**** DOCUMENT SEGMENT

Re: RMRR device on non-Intel platform

Jason Gunthorpe <jgg@xxxxxxxxxx> · Tue, 25 Apr 2023 12:58:25 -0300

On Tue, Apr 25, 2023 at 03:48:11PM +0100, Robin Murphy wrote:
> On 2023-04-21 18:58, Jason Gunthorpe wrote:
> > On Fri, Apr 21, 2023 at 06:22:37PM +0100, Robin Murphy wrote:
> > 
> > > I think a slightly more considered and slightly less wrong version of that
> > > idea is to mark it as IOMMU_RESV_MSI, and special-case direct-mapping those
> > > on Arm (I believe it would technically be benign to do on x86 too, but might
> > > annoy people with its pointlessness). However...
> > 
> > I'd rather have a IOMMU_RESV_MSI_DIRECT and put the ARM special case
> > in ARM code..
> 
> Maybe, but it's still actually broken either way, because how do you get
> that type into the VM? Firmware can't encode that a particular RMR
> represents the special magic hack for IOMMUFD, so now the SMMU driver needs
> to somehow be aware when it's running in a VM offering nested translation
> and do some more magic to inject the appropriate region, and it's all
> just... no.

Er, I figured ARM had sorted this out somehow :(

Eric, do you know anything about this? Where did you setup the 1:1 map
in the VM in your series?

********
**** DATA SECTION

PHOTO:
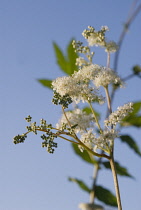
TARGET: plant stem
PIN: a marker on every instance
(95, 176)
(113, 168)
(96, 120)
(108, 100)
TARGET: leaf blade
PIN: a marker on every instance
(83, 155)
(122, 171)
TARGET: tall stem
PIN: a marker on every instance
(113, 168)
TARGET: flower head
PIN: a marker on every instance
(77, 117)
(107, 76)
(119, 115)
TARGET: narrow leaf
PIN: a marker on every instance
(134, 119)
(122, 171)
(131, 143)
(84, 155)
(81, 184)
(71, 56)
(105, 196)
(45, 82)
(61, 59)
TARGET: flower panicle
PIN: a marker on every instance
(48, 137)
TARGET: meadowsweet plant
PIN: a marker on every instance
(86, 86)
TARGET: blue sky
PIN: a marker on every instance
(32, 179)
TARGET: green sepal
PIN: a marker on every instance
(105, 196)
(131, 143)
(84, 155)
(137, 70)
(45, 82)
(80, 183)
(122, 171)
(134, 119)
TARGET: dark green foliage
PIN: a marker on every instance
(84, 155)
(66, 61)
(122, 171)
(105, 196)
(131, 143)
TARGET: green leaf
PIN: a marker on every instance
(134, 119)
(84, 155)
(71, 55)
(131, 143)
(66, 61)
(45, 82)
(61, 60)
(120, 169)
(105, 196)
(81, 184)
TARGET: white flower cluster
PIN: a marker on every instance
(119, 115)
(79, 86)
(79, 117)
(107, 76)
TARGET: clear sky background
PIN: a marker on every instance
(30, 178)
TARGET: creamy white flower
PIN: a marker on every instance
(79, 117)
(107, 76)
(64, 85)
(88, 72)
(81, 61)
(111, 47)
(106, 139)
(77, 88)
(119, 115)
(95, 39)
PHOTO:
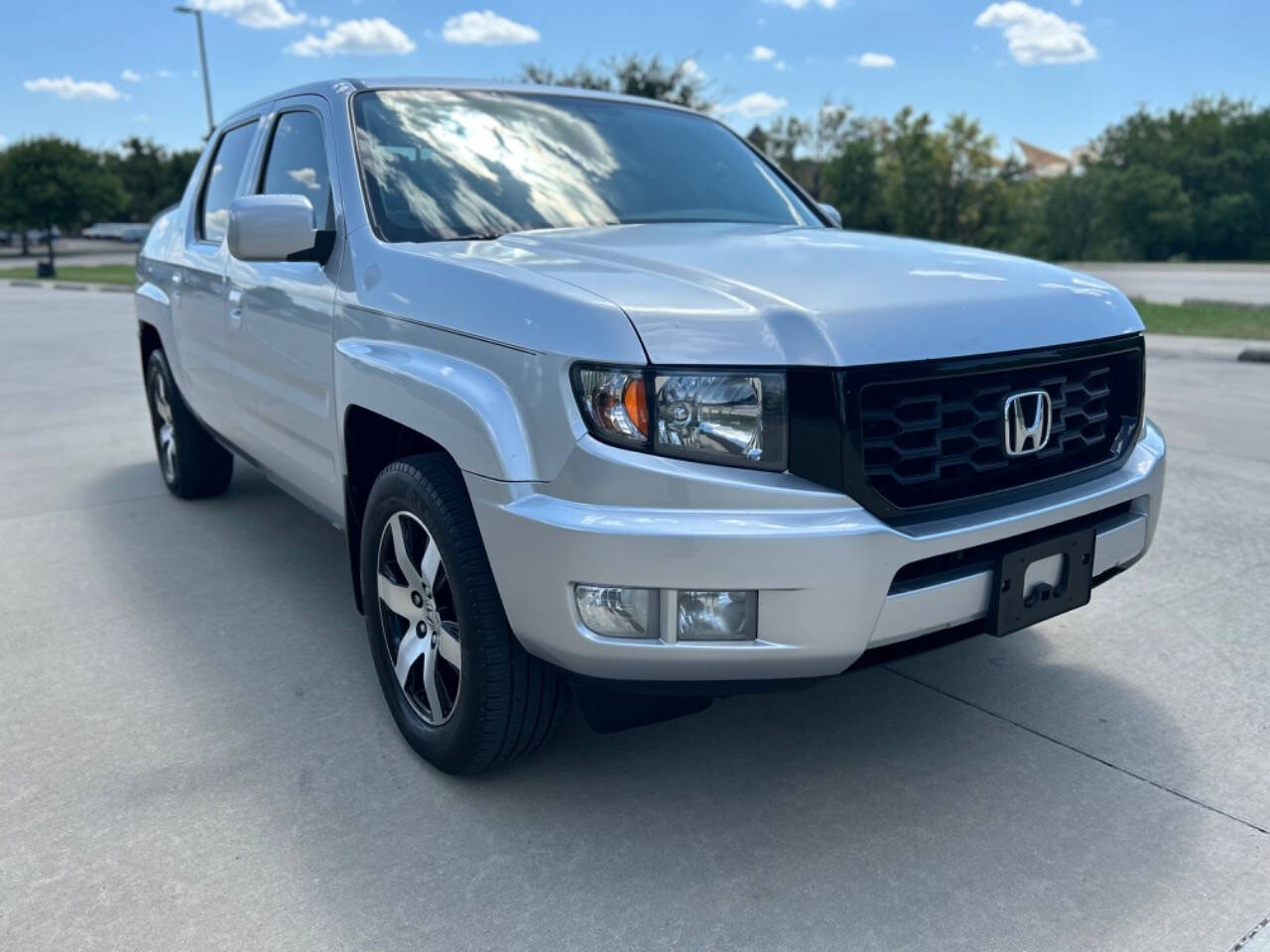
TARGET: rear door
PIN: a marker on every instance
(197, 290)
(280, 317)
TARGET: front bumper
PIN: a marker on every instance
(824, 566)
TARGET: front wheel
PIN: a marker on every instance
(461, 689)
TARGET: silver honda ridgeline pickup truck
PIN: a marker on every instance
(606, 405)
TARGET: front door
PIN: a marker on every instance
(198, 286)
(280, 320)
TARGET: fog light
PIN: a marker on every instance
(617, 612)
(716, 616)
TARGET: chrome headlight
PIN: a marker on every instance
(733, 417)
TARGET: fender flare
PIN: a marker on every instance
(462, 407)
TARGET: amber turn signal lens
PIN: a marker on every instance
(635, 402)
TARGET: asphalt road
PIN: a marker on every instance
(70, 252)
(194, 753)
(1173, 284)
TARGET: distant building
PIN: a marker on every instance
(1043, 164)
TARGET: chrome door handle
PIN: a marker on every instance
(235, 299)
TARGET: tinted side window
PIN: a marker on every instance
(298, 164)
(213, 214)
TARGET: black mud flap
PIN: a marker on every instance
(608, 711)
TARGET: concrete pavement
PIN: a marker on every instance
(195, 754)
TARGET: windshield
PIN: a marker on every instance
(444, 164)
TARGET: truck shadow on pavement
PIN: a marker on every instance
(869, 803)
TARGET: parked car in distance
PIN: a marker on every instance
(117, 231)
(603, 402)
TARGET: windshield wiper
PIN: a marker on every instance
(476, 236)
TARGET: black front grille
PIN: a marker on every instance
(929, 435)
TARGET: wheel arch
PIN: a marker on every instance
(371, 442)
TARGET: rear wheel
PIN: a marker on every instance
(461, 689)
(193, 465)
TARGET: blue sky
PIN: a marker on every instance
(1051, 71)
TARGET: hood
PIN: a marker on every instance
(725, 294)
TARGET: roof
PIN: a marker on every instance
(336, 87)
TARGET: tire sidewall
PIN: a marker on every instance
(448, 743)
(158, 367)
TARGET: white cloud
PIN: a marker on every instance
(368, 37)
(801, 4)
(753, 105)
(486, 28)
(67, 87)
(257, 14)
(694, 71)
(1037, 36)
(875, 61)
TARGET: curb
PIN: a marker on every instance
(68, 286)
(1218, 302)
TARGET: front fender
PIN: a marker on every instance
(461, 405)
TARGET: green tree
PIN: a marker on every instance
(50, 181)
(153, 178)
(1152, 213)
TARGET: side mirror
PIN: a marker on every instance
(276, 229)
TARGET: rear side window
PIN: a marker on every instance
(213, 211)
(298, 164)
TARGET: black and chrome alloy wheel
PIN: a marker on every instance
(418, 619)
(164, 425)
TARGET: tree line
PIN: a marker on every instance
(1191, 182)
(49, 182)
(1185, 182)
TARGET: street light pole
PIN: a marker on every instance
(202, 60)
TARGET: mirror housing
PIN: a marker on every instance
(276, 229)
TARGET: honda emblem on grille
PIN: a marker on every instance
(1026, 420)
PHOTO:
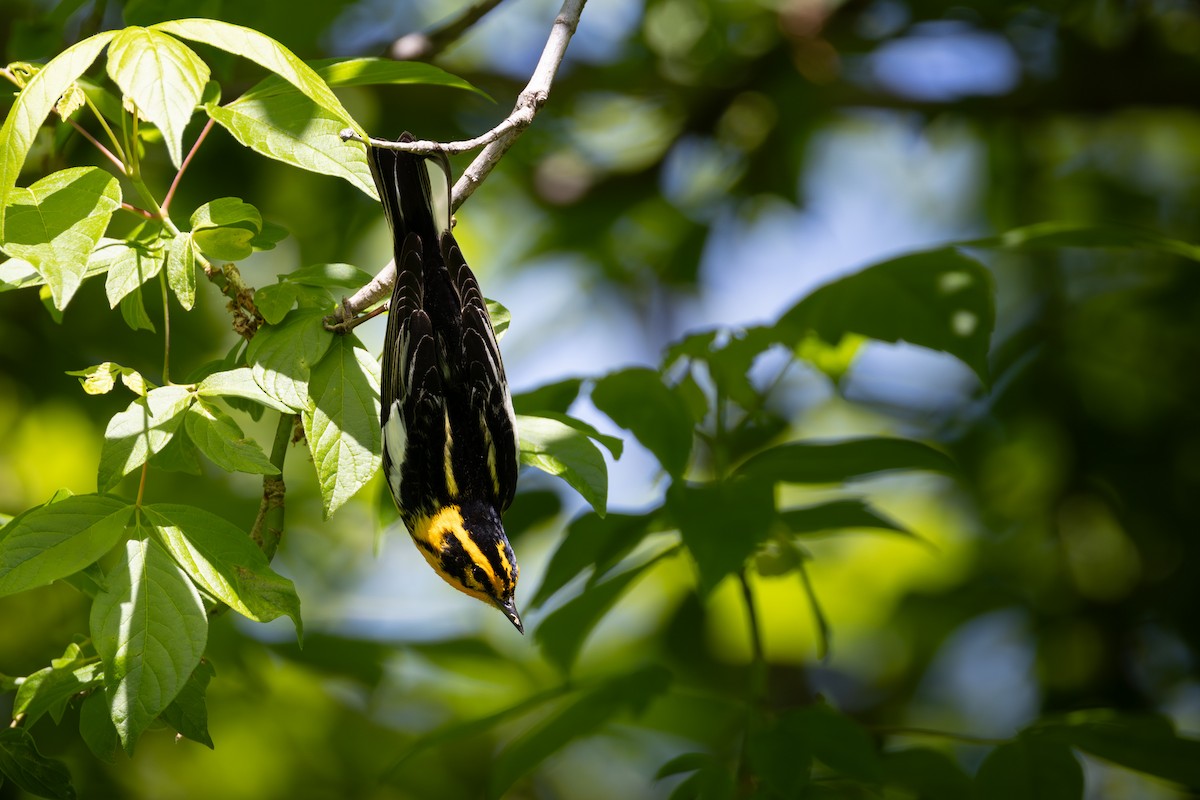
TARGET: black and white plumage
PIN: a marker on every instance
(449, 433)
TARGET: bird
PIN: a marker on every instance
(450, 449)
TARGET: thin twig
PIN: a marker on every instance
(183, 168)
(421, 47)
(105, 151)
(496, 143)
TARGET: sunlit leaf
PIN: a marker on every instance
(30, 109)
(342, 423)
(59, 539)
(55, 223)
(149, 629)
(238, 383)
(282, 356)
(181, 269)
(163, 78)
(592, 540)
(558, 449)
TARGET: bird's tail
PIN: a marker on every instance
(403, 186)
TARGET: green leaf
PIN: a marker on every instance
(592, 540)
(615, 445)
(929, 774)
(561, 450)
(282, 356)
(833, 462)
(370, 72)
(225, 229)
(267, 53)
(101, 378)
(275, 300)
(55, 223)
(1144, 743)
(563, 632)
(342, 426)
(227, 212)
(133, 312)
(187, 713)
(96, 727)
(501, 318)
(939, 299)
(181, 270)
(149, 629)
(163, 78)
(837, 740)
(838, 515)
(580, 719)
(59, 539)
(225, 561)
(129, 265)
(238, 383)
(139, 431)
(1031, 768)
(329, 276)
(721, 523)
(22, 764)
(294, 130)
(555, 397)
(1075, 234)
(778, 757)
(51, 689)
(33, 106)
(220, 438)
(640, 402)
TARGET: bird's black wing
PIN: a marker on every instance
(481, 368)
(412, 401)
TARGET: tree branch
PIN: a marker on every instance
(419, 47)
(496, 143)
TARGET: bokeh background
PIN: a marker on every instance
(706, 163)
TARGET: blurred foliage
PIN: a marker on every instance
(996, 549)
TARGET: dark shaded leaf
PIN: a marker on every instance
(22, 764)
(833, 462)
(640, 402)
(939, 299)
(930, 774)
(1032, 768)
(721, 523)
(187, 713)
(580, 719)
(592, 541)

********

→ TASK TO CARRY OUT
Using the RMRR thread, answer these:
1. On what date and at what time did Jason Gunthorpe send his message?
2. Which region type does Jason say he would rather have, instead of marking the region as IOMMU_RESV_MSI?
3. Whom does Jason ask where the 1:1 map in the VM was set up?
Base your answers only on the RMRR thread.

→ RESULT OF THIS EXERCISE
1. Tue, 25 Apr 2023 12:58:25 -0300
2. IOMMU_RESV_MSI_DIRECT
3. Eric